US orders China to close its Houston consulate
The US has ordered China to shut its consulate in Houston over spying concerns, ratcheting up tensions between the world’s two most powerful nations as Beijing vowed to retaliate.
Beijing immediately condemned the move and warned it would retaliate unless the US rethought the decision, which it said gave a deadline of 72 hours until Friday to close.
Video footage showed flames coming from the Houston site and fire trucks parked outside, with local media reporting that consulate staff appeared to be burning documents in the courtyard.
“We have directed the closure of PRC Consulate General Houston in order to protect American intellectual property and Americans’ private information,” the US state department said.
Besides its embassy in Washington and the consulate in Houston, China also has four other US sites, in New York, Chicago, San Francisco and Los Angeles. The Houston consulate covers eight states, including Florida and Texas.
China’s Houston consulate is a massive spy centre, forcing it to close is long overdue
Marco Rubio, acting chairman of the Senate select committee on intelligence
The request to close the consulate was made after the US Department of Justice on Tuesday unsealed an indictment charging two Chinese hackers with targeting American companies conducting coronavirus research.
A state department spokesman said that China has “engaged for years in massive illegal spying and influence operations throughout the United States against US government officials and American citizens.”
“These activities have increased markedly in scale and scope over the past few years,” said the person.
The person added that Trump administration officials and the FBI had made public concerns, in court actions and statements, that Chinese officials “have interfered in our domestic politics, stolen US intellectual property, coerced our business leaders, threatened families of Chinese Americans residing in China, and more”.
◆ ◆ ◆ ◆
(Task objective)
Output everything in the article on the Houston consulate from "US orders China" down to "state department said.", copied word for word.
◆ ◆ ◆ ◆
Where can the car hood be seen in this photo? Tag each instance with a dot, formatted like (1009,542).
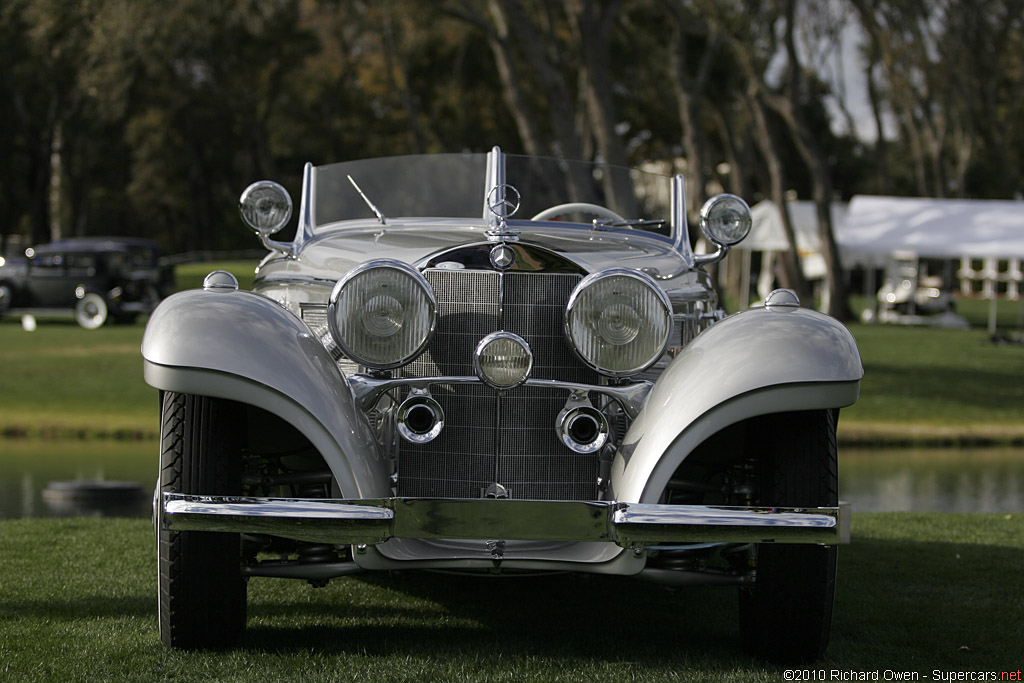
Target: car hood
(331,255)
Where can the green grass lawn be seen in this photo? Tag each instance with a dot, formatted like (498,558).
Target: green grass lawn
(916,593)
(929,380)
(61,380)
(921,383)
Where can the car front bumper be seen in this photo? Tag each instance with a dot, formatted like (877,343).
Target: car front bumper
(373,521)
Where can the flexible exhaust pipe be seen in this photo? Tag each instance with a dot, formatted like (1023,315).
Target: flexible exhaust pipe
(420,419)
(583,428)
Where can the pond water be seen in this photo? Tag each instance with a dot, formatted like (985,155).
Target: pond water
(872,480)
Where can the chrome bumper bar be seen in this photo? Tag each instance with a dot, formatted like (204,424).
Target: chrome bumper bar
(372,521)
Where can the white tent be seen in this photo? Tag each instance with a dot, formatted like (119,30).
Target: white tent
(940,228)
(966,229)
(768,236)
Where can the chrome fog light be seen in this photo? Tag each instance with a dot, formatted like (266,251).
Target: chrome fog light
(619,322)
(265,206)
(725,219)
(503,359)
(420,419)
(382,313)
(583,428)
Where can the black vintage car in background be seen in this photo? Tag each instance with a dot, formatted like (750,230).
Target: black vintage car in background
(91,279)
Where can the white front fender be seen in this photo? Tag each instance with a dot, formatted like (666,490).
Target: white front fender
(246,347)
(757,361)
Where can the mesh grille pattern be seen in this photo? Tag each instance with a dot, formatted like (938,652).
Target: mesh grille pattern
(531,463)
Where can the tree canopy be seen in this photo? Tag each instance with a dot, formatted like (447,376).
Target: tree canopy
(148,118)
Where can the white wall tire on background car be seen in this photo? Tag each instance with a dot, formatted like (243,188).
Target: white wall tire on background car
(6,297)
(91,310)
(202,592)
(786,614)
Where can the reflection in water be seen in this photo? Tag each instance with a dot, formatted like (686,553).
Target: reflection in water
(29,466)
(936,480)
(892,480)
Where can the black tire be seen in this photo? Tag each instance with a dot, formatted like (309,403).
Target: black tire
(91,311)
(202,591)
(786,614)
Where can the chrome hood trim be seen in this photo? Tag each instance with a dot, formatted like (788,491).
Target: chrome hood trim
(373,521)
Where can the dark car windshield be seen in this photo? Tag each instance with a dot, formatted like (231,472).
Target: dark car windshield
(455,186)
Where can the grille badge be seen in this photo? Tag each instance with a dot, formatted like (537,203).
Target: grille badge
(503,257)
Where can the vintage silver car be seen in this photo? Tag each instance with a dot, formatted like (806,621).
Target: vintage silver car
(491,364)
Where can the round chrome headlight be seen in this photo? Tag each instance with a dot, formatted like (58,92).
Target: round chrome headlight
(265,206)
(725,219)
(619,322)
(503,359)
(382,313)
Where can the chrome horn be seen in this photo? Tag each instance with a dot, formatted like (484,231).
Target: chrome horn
◆ ◆ ◆ ◆
(Task solution)
US orders China to close its Houston consulate
The US has ordered China to shut its consulate in Houston over spying concerns, ratcheting up tensions between the world’s two most powerful nations as Beijing vowed to retaliate.
Beijing immediately condemned the move and warned it would retaliate unless the US rethought the decision, which it said gave a deadline of 72 hours until Friday to close.
Video footage showed flames coming from the Houston site and fire trucks parked outside, with local media reporting that consulate staff appeared to be burning documents in the courtyard.
“We have directed the closure of PRC Consulate General Houston in order to protect American intellectual property and Americans’ private information,” the US state department said.